= Requirement =
Reproduce word for word every line of the rows below, starting with the first line and going on through the line that contains "[418,67,462,200]", with both ends included.

= Extracted data =
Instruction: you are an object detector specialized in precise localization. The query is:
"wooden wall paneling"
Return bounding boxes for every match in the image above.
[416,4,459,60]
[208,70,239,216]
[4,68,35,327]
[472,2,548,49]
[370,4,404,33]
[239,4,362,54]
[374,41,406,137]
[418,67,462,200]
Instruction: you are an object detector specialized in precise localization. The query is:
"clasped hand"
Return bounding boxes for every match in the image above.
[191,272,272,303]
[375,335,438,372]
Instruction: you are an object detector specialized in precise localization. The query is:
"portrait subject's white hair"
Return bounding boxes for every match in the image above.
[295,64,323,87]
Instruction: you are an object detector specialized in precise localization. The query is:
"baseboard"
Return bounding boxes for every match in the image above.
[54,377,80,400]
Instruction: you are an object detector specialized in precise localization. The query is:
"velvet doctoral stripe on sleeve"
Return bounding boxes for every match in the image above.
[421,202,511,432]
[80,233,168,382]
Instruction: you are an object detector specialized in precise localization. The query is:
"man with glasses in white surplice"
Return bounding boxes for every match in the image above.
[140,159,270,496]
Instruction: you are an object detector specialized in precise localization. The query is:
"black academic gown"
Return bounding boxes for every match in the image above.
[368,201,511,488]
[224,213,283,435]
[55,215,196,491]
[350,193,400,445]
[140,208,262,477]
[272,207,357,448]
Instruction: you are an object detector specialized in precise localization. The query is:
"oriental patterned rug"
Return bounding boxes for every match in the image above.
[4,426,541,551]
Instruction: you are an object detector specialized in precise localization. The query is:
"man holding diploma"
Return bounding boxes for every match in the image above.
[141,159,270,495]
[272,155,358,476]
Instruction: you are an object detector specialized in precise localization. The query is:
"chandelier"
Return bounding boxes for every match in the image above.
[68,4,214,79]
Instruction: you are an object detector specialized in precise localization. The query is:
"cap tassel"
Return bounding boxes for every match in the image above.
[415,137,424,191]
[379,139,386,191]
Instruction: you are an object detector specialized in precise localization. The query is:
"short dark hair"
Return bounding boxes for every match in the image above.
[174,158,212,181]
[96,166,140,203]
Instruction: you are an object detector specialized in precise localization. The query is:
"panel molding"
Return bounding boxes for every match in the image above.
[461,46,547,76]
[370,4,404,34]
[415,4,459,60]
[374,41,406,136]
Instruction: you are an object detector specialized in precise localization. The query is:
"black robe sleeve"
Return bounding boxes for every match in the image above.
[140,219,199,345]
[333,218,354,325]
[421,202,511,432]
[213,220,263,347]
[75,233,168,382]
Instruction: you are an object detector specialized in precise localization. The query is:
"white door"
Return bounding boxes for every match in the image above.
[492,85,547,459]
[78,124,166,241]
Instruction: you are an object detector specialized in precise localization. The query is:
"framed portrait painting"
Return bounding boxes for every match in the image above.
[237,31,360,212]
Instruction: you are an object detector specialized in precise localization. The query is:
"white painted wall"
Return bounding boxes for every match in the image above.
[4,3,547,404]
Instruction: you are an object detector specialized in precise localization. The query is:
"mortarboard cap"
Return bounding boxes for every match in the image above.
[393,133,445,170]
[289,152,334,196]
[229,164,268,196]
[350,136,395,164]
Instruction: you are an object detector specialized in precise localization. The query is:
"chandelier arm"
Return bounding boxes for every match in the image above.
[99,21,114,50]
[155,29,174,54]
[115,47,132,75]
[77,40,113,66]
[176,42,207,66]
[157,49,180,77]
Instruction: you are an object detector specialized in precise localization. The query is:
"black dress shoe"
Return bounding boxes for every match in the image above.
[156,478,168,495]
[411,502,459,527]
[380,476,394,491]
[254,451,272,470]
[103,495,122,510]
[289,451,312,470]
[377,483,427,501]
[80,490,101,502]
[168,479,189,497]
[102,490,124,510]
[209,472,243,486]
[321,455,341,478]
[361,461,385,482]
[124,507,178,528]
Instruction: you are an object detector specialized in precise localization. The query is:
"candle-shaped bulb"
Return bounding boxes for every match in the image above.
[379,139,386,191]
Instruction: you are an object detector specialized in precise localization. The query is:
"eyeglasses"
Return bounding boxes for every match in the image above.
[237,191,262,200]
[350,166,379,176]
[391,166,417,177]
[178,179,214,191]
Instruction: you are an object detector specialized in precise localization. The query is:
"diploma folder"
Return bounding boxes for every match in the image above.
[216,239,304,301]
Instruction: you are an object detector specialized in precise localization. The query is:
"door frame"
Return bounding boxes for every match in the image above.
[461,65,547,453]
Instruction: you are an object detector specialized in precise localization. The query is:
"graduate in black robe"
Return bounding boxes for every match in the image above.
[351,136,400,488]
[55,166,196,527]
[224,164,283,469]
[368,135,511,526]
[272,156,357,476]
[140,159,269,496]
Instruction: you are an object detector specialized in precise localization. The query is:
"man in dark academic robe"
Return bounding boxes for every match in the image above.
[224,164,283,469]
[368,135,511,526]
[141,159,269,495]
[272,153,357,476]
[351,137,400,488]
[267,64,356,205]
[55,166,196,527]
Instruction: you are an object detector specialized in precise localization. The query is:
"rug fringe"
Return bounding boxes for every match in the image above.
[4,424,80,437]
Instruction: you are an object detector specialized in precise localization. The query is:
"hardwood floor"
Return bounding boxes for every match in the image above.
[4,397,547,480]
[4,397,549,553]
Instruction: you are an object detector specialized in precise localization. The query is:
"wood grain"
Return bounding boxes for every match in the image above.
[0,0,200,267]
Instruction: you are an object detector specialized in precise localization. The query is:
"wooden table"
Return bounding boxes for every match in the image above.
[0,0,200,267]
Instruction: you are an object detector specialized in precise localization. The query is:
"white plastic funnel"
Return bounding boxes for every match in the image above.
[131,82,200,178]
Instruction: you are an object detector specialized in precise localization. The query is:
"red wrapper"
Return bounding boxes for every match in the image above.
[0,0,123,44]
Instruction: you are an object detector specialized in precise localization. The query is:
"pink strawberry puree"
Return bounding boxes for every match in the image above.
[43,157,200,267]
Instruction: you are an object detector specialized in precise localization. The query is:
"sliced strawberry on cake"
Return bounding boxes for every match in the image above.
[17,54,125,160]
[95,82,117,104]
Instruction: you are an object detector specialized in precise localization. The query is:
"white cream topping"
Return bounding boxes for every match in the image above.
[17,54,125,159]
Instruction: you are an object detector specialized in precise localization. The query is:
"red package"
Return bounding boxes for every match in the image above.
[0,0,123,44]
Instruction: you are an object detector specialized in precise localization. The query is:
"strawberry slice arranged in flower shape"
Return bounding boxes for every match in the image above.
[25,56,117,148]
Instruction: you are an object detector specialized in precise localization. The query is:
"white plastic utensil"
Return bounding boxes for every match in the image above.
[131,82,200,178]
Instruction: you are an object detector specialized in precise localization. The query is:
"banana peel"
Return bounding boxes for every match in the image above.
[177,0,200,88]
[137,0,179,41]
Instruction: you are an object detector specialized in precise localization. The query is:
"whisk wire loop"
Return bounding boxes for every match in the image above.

= Result for this task =
Instruction: you are an object detector specialized in precise localization. The query is:
"wooden wall paneling"
Return bounding boxes for every match in the image above.
[416,4,459,60]
[208,70,239,216]
[4,68,35,327]
[472,2,548,49]
[370,4,404,33]
[239,4,362,54]
[374,41,406,137]
[418,67,462,200]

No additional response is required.